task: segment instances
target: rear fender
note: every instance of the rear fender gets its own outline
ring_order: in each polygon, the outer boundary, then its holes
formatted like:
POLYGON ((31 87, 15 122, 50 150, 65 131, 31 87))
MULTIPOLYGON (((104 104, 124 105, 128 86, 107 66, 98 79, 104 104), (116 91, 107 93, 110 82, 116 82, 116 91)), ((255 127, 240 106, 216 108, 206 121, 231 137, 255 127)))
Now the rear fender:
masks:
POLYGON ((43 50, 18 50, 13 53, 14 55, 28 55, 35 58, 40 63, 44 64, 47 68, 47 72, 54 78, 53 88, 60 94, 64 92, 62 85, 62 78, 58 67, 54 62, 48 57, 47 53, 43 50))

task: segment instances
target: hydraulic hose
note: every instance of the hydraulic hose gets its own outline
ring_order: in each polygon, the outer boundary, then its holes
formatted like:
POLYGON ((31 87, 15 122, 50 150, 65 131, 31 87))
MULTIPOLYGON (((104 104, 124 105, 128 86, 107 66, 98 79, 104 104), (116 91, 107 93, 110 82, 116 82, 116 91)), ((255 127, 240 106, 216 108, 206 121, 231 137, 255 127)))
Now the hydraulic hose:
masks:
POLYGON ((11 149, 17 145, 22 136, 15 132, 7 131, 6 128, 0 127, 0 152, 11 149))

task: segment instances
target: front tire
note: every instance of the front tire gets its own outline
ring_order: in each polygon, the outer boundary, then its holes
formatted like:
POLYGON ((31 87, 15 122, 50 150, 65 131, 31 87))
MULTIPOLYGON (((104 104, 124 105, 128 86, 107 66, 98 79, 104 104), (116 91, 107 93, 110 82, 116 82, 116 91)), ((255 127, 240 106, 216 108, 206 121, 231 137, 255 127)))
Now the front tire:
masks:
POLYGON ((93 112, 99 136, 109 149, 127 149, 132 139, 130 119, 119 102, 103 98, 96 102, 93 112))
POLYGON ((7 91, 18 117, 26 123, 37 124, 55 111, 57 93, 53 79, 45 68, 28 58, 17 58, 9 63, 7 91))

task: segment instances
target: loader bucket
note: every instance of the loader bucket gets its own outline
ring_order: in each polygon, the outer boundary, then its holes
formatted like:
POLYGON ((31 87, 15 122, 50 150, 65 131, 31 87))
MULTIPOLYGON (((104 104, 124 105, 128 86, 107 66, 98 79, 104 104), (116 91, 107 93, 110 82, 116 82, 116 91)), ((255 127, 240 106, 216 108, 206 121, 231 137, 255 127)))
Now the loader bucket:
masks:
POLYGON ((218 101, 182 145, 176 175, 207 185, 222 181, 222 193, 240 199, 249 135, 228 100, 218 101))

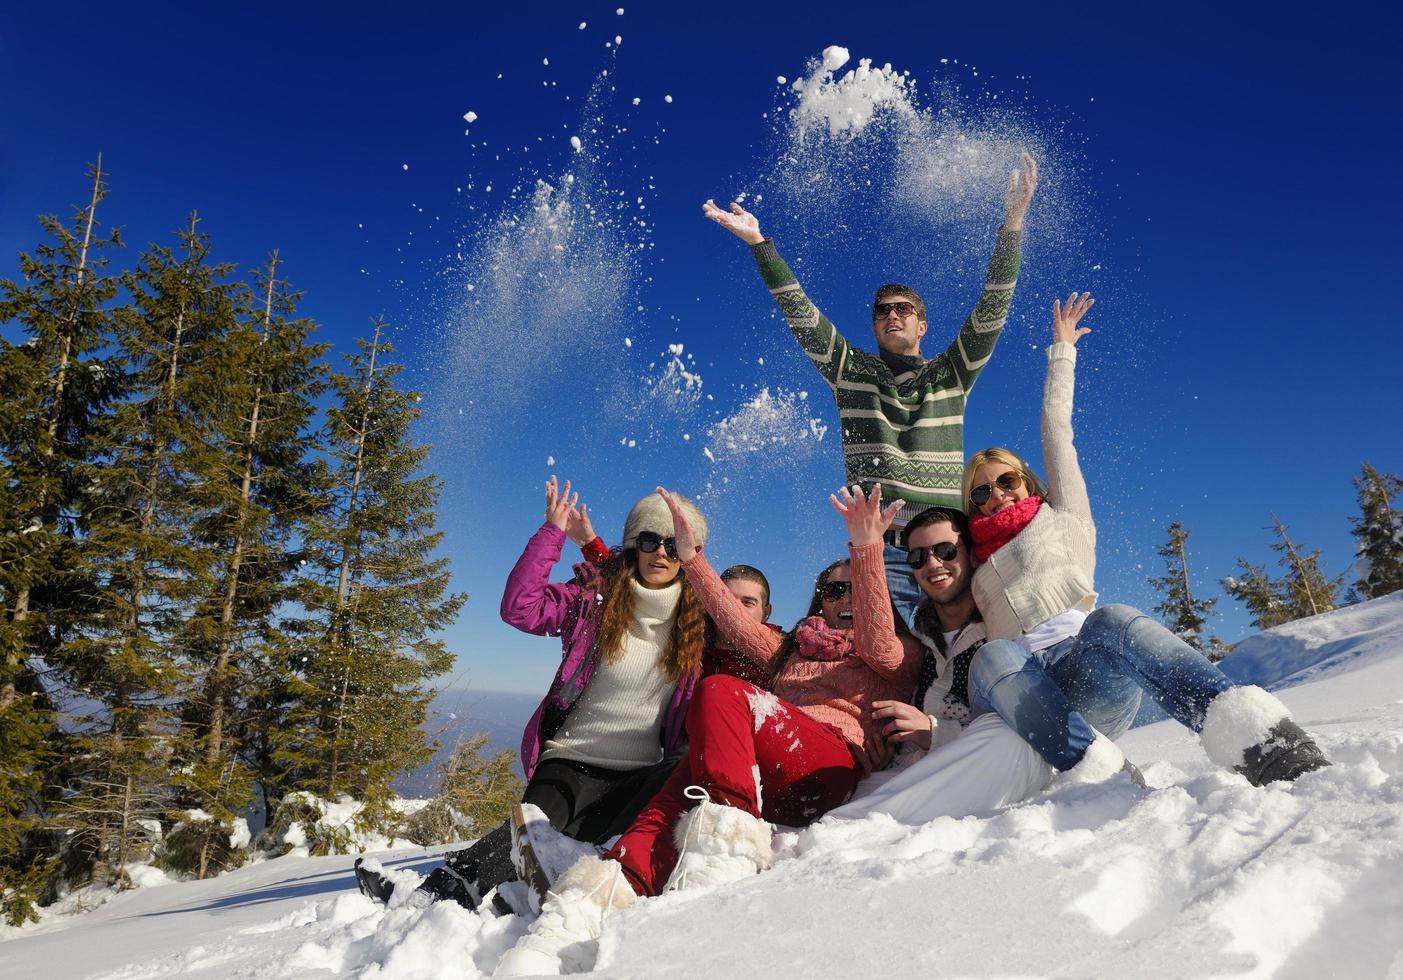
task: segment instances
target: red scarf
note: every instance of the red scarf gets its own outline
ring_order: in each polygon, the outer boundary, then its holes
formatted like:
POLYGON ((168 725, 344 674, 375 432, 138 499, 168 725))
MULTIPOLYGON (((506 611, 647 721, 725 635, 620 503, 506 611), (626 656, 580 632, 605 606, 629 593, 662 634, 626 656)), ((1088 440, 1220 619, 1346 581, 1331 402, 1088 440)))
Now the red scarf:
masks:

= Your task =
The answer must be the lines from the one containing "note: every instance of the red" to the final line of the data above, copied exactly, both included, with nothing added.

= Solution for this problem =
note: every instance of the red scarf gets its own outline
ring_order: in each polygon, the outer boundary, then its holes
formatted like:
POLYGON ((168 725, 344 674, 375 432, 138 499, 168 725))
MULTIPOLYGON (((506 611, 647 721, 725 635, 620 503, 506 611), (626 656, 580 632, 605 606, 629 593, 662 634, 626 656)), ((1088 440, 1220 619, 1346 581, 1331 402, 1088 440)))
Now the red scarf:
masks:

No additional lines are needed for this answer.